### WHAT THE TASK REQUIRES
Please give back word for word the lines of the material below between the line containing "Target: shirt collar" and the line containing "Target: suit sleeve", inclusive.

(LISTED RECORDS Opens)

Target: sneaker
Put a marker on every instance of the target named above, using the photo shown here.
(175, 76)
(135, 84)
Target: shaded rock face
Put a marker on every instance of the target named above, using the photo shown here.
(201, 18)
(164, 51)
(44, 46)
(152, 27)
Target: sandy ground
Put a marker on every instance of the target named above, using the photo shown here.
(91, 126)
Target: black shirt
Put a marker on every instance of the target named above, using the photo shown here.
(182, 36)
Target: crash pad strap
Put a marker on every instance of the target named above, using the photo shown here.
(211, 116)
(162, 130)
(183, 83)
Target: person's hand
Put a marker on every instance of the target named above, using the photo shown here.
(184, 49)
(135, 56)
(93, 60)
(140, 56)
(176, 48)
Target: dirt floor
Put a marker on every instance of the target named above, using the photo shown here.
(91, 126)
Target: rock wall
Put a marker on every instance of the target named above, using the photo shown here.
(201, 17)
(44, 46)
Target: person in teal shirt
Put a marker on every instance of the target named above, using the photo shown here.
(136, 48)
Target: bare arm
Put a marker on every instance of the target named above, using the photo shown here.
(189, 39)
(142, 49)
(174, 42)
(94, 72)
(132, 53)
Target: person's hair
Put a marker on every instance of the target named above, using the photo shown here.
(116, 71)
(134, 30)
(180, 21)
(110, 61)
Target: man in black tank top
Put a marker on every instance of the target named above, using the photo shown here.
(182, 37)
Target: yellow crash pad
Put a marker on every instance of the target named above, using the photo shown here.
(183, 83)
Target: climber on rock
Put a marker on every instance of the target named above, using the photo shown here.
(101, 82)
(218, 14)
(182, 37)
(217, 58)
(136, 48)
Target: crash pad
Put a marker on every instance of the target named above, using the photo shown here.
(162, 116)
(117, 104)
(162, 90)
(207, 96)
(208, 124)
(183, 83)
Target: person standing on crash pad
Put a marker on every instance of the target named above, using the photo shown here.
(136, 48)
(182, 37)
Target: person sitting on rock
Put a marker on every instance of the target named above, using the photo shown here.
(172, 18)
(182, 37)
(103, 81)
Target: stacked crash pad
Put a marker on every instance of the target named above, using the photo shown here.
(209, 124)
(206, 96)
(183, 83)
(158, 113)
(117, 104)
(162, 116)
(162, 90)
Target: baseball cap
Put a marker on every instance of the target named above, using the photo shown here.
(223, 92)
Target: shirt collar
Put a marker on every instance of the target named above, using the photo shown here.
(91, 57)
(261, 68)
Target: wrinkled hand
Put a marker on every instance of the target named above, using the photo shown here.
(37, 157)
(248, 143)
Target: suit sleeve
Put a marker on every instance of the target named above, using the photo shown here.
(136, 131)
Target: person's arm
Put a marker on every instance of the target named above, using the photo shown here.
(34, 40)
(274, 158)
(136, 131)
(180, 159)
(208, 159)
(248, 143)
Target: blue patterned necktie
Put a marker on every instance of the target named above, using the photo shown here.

(LISTED RECORDS Closes)

### ANSWER
Target: shirt collar
Put a marker on every instance of the target named above, using the photo shown here.
(91, 57)
(261, 68)
Target: wrinkled hand
Put a marker on every instance of the target named above, using the photo shown here.
(37, 157)
(248, 143)
Target: suit sleeve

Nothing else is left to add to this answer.